→ **THE REQUEST**
How many lines in the rows below contain the string "round", counting only matches with the same letter case? Reply with the number alone.

Point-based annotation data:
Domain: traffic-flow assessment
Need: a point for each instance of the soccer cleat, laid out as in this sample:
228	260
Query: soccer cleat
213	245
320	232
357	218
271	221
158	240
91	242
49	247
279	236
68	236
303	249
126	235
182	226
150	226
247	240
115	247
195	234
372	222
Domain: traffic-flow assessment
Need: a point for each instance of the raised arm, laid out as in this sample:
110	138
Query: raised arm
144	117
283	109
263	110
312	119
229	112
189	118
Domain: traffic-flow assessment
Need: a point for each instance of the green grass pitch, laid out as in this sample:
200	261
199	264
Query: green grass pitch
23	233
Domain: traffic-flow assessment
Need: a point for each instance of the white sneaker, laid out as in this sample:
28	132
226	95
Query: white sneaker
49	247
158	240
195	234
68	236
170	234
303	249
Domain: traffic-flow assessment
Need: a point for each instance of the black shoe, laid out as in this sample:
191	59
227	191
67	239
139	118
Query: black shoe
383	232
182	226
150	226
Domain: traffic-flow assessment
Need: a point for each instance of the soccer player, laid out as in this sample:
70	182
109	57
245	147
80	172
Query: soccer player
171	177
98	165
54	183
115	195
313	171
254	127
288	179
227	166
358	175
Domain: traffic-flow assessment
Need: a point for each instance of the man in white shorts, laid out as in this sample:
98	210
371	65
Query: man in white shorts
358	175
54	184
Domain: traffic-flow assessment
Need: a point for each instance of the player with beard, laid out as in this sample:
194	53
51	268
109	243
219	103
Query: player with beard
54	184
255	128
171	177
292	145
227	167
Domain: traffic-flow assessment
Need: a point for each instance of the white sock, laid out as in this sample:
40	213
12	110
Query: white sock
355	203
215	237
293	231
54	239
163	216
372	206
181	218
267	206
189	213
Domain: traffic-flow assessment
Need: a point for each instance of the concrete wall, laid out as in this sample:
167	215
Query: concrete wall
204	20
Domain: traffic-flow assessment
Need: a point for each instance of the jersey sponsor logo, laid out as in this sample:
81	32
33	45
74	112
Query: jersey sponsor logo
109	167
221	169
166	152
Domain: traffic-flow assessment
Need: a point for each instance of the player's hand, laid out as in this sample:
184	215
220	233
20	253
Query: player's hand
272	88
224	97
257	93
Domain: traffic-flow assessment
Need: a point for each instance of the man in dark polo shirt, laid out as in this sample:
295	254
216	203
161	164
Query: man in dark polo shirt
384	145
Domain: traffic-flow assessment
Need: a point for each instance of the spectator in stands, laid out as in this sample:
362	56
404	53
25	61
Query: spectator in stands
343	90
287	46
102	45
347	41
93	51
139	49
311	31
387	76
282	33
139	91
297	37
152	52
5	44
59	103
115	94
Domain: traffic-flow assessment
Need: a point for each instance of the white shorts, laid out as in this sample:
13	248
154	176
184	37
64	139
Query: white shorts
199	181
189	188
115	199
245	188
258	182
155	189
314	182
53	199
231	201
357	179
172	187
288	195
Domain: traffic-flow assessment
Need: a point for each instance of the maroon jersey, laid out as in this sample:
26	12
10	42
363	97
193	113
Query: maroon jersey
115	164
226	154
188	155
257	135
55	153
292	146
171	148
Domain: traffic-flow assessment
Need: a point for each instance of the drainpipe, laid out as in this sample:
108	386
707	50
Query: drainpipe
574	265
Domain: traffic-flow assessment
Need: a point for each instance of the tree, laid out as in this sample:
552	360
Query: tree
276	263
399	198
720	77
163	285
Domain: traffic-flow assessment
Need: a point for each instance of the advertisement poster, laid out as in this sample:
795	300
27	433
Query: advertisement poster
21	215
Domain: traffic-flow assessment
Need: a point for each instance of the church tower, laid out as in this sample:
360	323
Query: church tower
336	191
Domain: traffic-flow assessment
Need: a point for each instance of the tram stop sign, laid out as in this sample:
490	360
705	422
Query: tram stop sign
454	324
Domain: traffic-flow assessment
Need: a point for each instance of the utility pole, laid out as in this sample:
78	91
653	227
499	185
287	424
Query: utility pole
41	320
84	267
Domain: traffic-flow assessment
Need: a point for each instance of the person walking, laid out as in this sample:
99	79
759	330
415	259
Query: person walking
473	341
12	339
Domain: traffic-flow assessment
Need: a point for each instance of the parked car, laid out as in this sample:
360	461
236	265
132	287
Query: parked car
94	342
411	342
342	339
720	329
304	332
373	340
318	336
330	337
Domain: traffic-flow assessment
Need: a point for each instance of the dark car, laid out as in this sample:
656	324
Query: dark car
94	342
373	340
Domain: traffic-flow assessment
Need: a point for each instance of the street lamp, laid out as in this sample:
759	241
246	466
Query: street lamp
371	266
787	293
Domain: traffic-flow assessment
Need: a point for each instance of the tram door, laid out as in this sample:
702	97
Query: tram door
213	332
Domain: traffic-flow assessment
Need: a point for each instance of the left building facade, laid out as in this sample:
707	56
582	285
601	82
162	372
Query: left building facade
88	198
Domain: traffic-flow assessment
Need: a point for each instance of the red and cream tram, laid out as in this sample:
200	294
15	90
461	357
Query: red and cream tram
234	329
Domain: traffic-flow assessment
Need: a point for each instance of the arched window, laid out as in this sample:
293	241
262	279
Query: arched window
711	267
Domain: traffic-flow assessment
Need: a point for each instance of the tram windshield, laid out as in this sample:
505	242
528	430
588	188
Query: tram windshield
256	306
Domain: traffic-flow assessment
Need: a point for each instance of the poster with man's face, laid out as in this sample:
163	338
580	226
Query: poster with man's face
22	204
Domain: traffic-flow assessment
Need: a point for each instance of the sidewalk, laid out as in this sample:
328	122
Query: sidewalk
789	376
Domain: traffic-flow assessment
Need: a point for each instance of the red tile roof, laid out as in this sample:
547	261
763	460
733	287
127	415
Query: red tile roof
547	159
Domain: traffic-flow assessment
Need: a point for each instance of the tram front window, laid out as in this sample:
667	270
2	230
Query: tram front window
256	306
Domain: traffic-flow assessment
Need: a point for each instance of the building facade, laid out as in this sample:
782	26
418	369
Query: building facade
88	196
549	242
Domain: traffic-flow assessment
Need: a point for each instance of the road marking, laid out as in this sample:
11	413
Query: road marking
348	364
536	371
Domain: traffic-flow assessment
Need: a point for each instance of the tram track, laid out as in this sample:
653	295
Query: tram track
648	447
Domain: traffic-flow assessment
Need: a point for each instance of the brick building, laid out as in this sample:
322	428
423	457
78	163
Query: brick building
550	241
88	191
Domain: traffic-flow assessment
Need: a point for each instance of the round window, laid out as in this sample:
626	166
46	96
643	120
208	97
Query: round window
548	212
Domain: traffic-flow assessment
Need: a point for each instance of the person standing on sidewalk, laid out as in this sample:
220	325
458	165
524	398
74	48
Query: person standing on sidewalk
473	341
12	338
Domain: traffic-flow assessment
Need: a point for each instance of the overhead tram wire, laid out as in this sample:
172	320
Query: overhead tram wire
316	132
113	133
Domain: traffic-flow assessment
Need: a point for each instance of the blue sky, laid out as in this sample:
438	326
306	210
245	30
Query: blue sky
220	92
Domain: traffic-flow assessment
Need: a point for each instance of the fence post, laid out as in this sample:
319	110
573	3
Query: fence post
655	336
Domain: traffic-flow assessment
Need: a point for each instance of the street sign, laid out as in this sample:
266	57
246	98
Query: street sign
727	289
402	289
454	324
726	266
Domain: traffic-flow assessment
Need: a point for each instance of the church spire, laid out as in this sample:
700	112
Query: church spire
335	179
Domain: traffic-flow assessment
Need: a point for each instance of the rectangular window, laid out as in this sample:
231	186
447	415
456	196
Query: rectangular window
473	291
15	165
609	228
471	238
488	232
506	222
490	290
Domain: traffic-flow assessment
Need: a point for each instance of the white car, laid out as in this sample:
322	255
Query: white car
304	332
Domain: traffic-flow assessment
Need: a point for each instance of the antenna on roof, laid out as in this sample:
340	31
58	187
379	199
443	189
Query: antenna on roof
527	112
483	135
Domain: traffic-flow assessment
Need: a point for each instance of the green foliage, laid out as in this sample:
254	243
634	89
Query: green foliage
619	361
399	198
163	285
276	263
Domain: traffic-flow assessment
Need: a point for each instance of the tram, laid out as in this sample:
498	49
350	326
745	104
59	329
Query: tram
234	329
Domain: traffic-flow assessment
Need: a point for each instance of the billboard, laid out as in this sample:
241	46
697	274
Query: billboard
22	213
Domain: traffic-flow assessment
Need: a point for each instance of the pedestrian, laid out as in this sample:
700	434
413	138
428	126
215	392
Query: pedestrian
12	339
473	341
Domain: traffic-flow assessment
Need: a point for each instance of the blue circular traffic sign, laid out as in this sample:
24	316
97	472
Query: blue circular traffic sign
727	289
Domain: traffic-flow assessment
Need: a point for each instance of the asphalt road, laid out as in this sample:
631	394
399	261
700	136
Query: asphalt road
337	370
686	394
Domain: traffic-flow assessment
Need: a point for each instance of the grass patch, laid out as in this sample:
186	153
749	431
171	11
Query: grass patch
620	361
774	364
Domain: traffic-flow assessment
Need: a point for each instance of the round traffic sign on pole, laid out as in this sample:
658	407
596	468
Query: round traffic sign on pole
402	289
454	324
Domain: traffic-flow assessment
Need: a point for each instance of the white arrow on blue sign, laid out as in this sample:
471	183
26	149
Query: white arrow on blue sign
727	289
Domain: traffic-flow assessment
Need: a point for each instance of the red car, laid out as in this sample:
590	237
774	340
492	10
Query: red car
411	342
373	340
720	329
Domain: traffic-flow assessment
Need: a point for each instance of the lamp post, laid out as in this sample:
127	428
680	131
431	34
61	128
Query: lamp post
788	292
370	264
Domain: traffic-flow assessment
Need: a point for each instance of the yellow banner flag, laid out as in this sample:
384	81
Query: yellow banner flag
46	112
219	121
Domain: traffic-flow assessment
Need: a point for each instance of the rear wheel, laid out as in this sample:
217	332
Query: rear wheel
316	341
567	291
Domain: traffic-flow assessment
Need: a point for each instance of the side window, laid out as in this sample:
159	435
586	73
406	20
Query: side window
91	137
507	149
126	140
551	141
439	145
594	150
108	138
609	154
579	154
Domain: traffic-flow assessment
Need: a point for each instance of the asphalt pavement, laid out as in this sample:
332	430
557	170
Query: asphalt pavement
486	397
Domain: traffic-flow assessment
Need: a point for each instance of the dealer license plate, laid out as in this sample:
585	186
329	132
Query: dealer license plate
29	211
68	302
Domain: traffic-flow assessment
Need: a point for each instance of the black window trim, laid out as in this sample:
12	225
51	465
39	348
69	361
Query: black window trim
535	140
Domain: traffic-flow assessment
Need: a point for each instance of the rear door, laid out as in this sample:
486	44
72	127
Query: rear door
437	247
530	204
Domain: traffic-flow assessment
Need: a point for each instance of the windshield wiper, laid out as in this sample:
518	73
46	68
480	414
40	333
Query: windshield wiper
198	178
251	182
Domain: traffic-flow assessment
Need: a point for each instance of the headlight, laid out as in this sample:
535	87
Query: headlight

→ **ANSWER TO THIS TASK**
4